Rachilde : La Tour d’Amour

rachilde Marguerite Eymery (1860-1953), dite Rachilde, est une femme de lettres française. Fille de militaire, rejetée par son père qui aurait voulu un garçon, et d’une mère excentrique adepte de spiritisme, elle refusa durant son adolescence un premier fiancé militaire proposé par son père, en mettant en balance une menace de suicide, et adopta le pseudonyme de Rachilde lors d’une séance de table tournante. Romancière prolifique, elle écrivit plus de soixante-cinq ouvrages et publia sous les pseudonymes de Jean de Childra et Jean de Chibra. La Tour d’Amour, un roman de 1899 qui créa le scandale lors de sa parution, vient d’être réédité.

Jean Malheux, jeune homme plein de vie, est nommé gardien de phare pour seconder Mathurin Barnabas, vieil homme se semblant plus avoir toute sa tête. Un huis-clos oppressant sur l’Ar-Men, tour dressée au large de l’île de Sein, face à la mer déchainée.

A peine débarqué sur l’îlot Jean comprend que son compagnon n’est pas un gai luron. Seul sur ce minuscule bout de terre, il a perdu toute humanité, il ne parle presque plus mais grogne comme une bête, il ne sait plus lire ni écrire, ne change pas de vêtement et dort avec ses bottes ! Il marche les bras ballants au sol mais remplit sa mission consistant à allumer les feux du phare imperturbablement. Puis viendront des détails plus insolites, parfois il chante avec une voix de femme qui résonne dans la tour et puis, ce chauve à une étrange casquette crasseuse de laquelle pendent des mèches de cheveux féminins…

Allons directement au cœur du sujet : Un jour un navire va couler pris dans la tempête qui fait rage, aucuns rescapés et les cadavres vont défiler devant le phare sous les yeux effrayés du jeunot qui n’a encore rien vu car ce sera le premier pas vers sa découverte du cauchemar avec la dépravation de Mathurin Barnabas ! Je n’en dis pas plus pour ne pas gâcher votre lecture, même si la piste est désormais à peu près claire…

Tout le texte baigne dans une ambiance sexuelle, rien n’est jamais graveleux car tout est dans les allusions et les métaphores, et je vous épargne l’explication psychanalytique du récit, disons que la mer représente la femme (« La mer délirante bavait, crachait, se roulait devant le phare, en se montrant toute nue jusqu’aux entrailles (…) écartant ses cuisses vertes »), pour le phare raide dressé face à elle, vous avez compris, et que les noyées ne sont pas mortes pour tout le monde (!)

□ □ □ □ □

__Consignes__:
(1) Répondez aux questions suivantes à partir du texte sur La Tour d'Amour de Rachilde.
(a) En quelle année le roman La Tour d'Amour a-t-il paru ?
(b) Comment s'appelle la tour où se déroule le huis-clos ?
(c) Combien d'ouvrages Rachilde a-t-elle écrits ?
(2) Rédigez la suite du texte consacré au roman La Tour d'Amour de Rachilde, en reprenant après sa dernière phrase.
Les données qui suivent forment un ensemble distinct du texte.

__Extrait des données__:

□ □ □ □ □

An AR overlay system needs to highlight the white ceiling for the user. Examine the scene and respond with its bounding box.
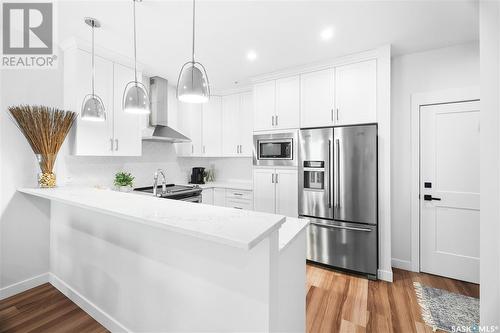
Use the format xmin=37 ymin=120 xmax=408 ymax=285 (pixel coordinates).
xmin=57 ymin=0 xmax=479 ymax=91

□ □ □ □ □

__Réponses dans l'ordre__:
(1)
(a) En 1899.
(b) L'Ar-Men.
(c) Plus de soixante-cinq.

(2)
Quand ce terrible roman s’achève, le vieux est mort et l’on comprend que nous venons de lire le livre de bord tenu par Jean Maleux qui désormais lui succède, un futur Barnabas ???

J’ai beaucoup aimé.

 

 

« A cette heure du soir, ça devenait effrayant de voir deux pauvres bonshommes devant ce géant de pierre, sur ce roc abandonné de Dieu. Des lames furieuses le saisissaient en travers et le coupaient à moitié de sa croupe, bavant toute leur écume qui retombait en neige sur les dalles du coin nord. On entendait gronder le canon de la vague donnant ses assauts, ébranlant tout l’édifice et le faisant vibrer comme une trompe de cuivre. Je comprenais maintenant pourquoi on attachait les chaises dans la salle à manger ! L’aspiration de l’eau était, en cas de tempête, tellement violente que cela vous attirait dehors tous les objets libres. Les chrétiens aussi, sans doute… »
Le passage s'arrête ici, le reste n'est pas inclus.